Coordinate annotation records:
>>>

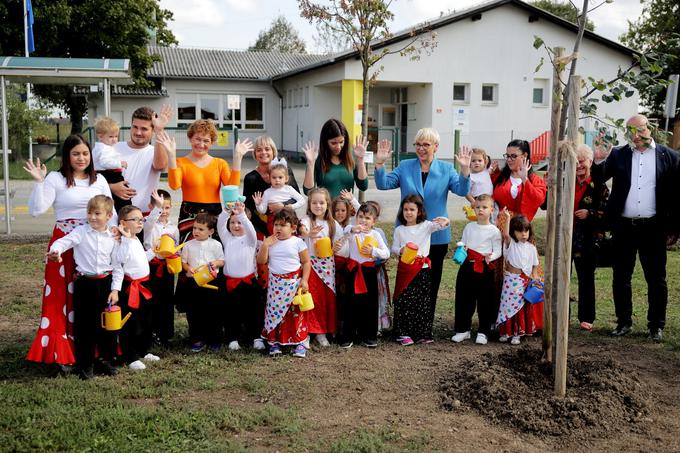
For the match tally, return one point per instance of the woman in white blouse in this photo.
(67, 191)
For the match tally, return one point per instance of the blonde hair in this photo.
(428, 133)
(104, 125)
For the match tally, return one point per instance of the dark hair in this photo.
(286, 215)
(207, 219)
(523, 146)
(144, 113)
(520, 223)
(66, 170)
(416, 200)
(331, 129)
(370, 208)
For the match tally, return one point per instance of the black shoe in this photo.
(621, 331)
(86, 373)
(105, 368)
(656, 335)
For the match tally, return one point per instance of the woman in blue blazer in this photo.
(432, 179)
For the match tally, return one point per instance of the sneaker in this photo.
(461, 336)
(300, 351)
(198, 346)
(137, 365)
(586, 326)
(406, 341)
(151, 358)
(322, 340)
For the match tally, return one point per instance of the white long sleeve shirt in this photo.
(239, 251)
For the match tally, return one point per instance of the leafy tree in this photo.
(656, 31)
(566, 11)
(281, 36)
(86, 29)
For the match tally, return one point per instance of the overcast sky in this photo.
(235, 24)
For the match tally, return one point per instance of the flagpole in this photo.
(28, 85)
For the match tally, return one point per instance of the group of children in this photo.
(335, 252)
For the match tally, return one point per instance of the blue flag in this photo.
(29, 26)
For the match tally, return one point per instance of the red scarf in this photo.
(134, 289)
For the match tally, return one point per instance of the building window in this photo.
(461, 93)
(489, 93)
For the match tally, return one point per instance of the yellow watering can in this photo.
(111, 318)
(205, 274)
(304, 301)
(166, 246)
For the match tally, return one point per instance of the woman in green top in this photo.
(335, 168)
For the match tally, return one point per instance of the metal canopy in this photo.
(55, 71)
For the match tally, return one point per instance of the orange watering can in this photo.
(205, 274)
(111, 318)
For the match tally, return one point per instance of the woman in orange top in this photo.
(199, 175)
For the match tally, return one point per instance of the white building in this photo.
(479, 79)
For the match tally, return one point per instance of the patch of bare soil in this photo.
(515, 389)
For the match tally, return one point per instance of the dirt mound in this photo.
(515, 389)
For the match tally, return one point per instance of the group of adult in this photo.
(645, 175)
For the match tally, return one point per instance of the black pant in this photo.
(162, 304)
(585, 271)
(204, 310)
(360, 311)
(474, 290)
(90, 298)
(243, 315)
(648, 239)
(136, 335)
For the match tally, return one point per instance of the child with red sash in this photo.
(93, 246)
(475, 280)
(289, 269)
(319, 225)
(517, 317)
(244, 311)
(412, 320)
(161, 281)
(130, 277)
(360, 313)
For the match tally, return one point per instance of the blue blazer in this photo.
(441, 179)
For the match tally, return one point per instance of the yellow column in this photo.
(352, 91)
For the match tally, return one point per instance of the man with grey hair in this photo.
(644, 219)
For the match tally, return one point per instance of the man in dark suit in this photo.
(644, 218)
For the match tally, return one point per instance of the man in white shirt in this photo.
(145, 162)
(644, 219)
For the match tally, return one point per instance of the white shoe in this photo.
(258, 344)
(322, 340)
(151, 358)
(137, 365)
(457, 338)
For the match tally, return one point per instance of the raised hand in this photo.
(360, 146)
(311, 151)
(37, 171)
(384, 152)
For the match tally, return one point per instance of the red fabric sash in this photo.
(407, 272)
(233, 282)
(134, 289)
(478, 261)
(359, 282)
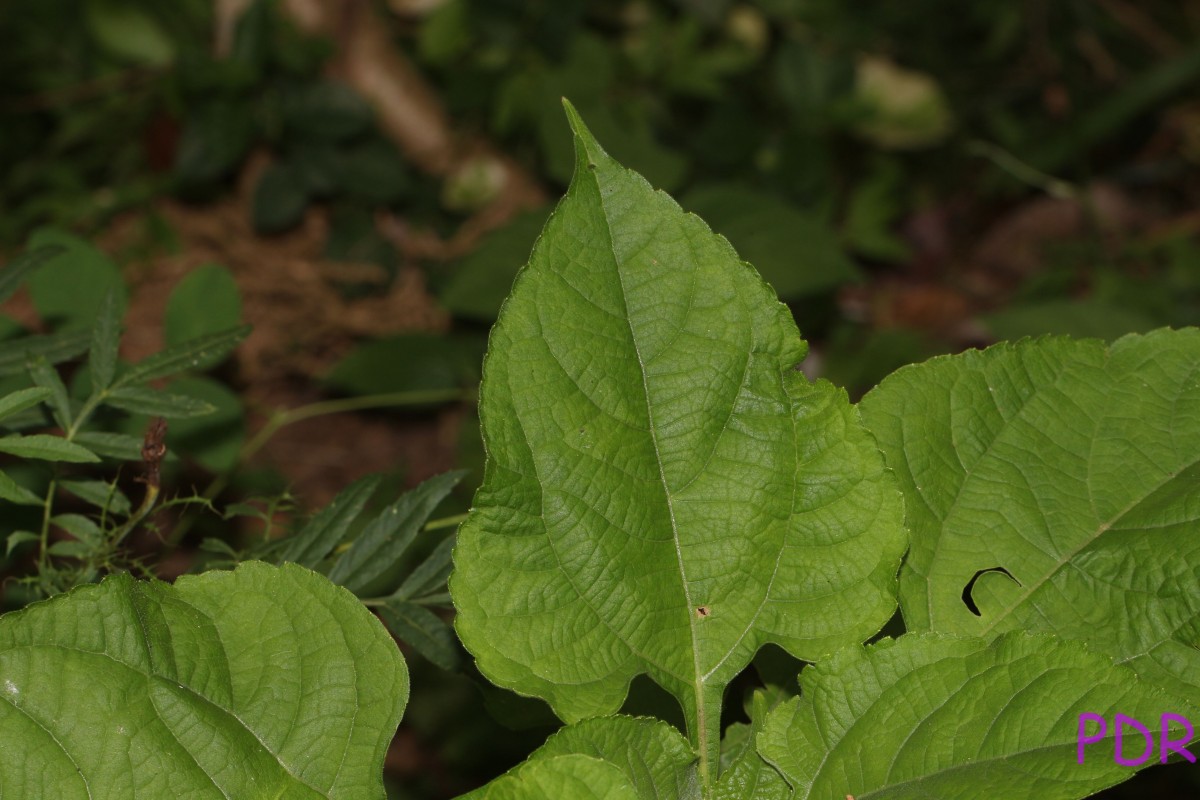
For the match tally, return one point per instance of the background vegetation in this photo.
(359, 181)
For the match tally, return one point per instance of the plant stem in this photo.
(282, 417)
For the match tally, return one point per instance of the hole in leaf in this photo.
(966, 590)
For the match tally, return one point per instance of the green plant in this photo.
(666, 494)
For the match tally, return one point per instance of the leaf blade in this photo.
(106, 338)
(384, 540)
(195, 354)
(47, 447)
(955, 716)
(153, 402)
(329, 527)
(1077, 458)
(22, 400)
(646, 428)
(191, 663)
(16, 270)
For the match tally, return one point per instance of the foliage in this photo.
(667, 494)
(263, 681)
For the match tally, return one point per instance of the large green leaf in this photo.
(658, 761)
(959, 719)
(261, 683)
(579, 777)
(1069, 464)
(665, 492)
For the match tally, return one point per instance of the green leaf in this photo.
(261, 683)
(143, 400)
(430, 575)
(215, 139)
(658, 761)
(18, 269)
(424, 630)
(325, 112)
(55, 348)
(329, 527)
(129, 32)
(46, 447)
(71, 288)
(413, 362)
(373, 173)
(78, 525)
(748, 775)
(215, 439)
(483, 278)
(281, 198)
(1062, 463)
(58, 400)
(22, 400)
(383, 542)
(97, 493)
(934, 716)
(1079, 318)
(18, 537)
(205, 301)
(106, 338)
(196, 354)
(71, 548)
(112, 445)
(15, 492)
(871, 212)
(579, 777)
(795, 251)
(665, 492)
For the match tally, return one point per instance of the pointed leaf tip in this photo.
(587, 150)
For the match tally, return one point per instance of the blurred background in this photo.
(361, 179)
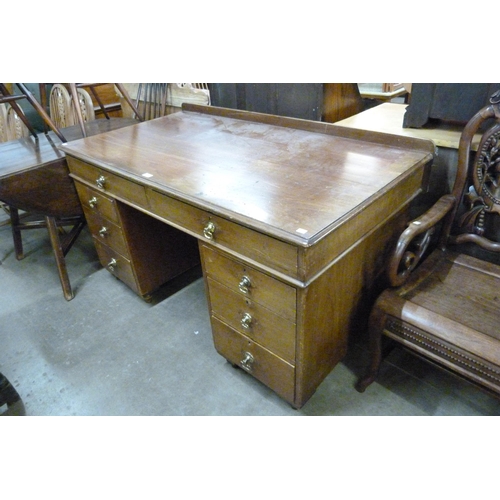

<<<

THE REQUEST:
Report every line in the items that contains the word "watering", copying each line in full.

EXERCISE RESULT:
For the match tally, return one point per instance of the yellow watering can in this photo.
For the match tally, return one point per instance of the orange watering can in this photo.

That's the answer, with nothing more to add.